▶ [RECORDS FOR THIS TASK]

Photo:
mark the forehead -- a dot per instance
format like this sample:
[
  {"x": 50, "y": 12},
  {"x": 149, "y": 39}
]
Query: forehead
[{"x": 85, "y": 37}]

▶ [STATED GOAL]
Copy all of the data above, requests included, but increase every x and y coordinate in the answers by 63. Leave the numbers in the requests and their format samples unchanged.

▶ [EXERCISE RESPONSE]
Photo:
mark the forehead -- a dot per instance
format like this sample:
[
  {"x": 50, "y": 12},
  {"x": 149, "y": 39}
]
Query: forehead
[{"x": 148, "y": 100}]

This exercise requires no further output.